TEXT FOR ANALYSIS -
========================

The arterial blood gas analysis was conducted for indirect estimation of gas exchange in the lungs. A significant decrease in PaO2 (p < 0.05) and a significant increase in PaCO2 (p < 0.05) were reported as early as 1 h after the exposure to the studied toxicants. Significant hypoxemia (decreased PaO2) and hypercapnia (elevated PaCO2) were observed in blood of the rats poisoned with both carbonyl chloride and the fluoroplastic thermal degradation products 3, 6, 24, and 48 h after the exposure (fig. 3). Accumulation of carbon dioxide in the rat blood resulted in the pH decrease. Thus, blood pH dropped to 7.22 [7.19; 7.29] and 7.18 [7.11; 7.23] (Poisoning 1 and Poisoning 2 groups, respectively) 6 h after the exposure.

The changes in the arterial blood gas composition of the rats poisoned with carbonyl chloride and the fluoroplastic thermal degradation products identified during the studied period were similar (:media_3).

DISCUSSION

Perfluoroisobutylene, which is primarily responsible for toxicity of the resulting gas/air mixture, was determined in the inhalation chamber during thermal degradation of fluoroplastic [9]. The carbon monoxide concentration in the inhalation chamber corresponded to 0.1 LC50 (for rats exposed for 15 min) [11]. The oxygen concentration did not drop below 20.4%. Thus, the animals’ condition severity cannot be associated with hypoxic and/or hemic hypoxia.

========================

SUPPLIED MATERIAL -
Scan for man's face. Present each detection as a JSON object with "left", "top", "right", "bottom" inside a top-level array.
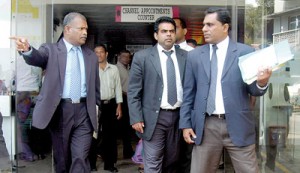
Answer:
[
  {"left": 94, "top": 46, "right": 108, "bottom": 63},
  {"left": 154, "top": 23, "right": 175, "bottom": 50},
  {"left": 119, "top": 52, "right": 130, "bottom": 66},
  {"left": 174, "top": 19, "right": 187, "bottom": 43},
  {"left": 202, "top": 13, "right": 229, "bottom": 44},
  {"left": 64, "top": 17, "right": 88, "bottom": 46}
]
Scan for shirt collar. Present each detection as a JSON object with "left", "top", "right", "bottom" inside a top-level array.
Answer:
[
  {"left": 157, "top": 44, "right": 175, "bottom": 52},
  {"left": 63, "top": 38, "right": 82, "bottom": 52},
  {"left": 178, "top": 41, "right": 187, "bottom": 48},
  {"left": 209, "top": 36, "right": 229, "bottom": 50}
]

========================

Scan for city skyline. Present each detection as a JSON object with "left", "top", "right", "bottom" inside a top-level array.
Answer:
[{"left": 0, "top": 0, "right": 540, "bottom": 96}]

========================

TASK INSTRUCTIONS -
1) In the blood gas text, what blood pH was recorded in the Poisoning 2 group 6 h after the exposure?
2) From the blood gas text, return the passage starting at "The arterial blood gas analysis" and ending at "after the exposure.".
3) Condense the paragraph of the blood gas text beginning "Perfluoroisobutylene, which is primarily responsible" into a bulleted list that keeps its main facts.

TASK ANSWERS -
1) 7.18 [7.11; 7.23]

2)
The arterial blood gas analysis was conducted for indirect estimation of gas exchange in the lungs. A significant decrease in PaO2 (p < 0.05) and a significant increase in PaCO2 (p < 0.05) were reported as early as 1 h after the exposure to the studied toxicants. Significant hypoxemia (decreased PaO2) and hypercapnia (elevated PaCO2) were observed in blood of the rats poisoned with both carbonyl chloride and the fluoroplastic thermal degradation products 3, 6, 24, and 48 h after the exposure (fig. 3). Accumulation of carbon dioxide in the rat blood resulted in the pH decrease. Thus, blood pH dropped to 7.22 [7.19; 7.29] and 7.18 [7.11; 7.23] (Poisoning 1 and Poisoning 2 groups, respectively) 6 h after the exposure.

3)
- Perfluoroisobutylene, the main cause of the gas/air mixture's toxicity, was detected in the inhalation chamber during fluoroplastic thermal degradation.
- Carbon monoxide concentration in the chamber corresponded to 0.1 LC50 for rats exposed for 15 min.
- Oxygen concentration did not fall below 20.4%.
- Therefore, the severity of the animals' condition cannot be attributed to hypoxic and/or hemic hypoxia.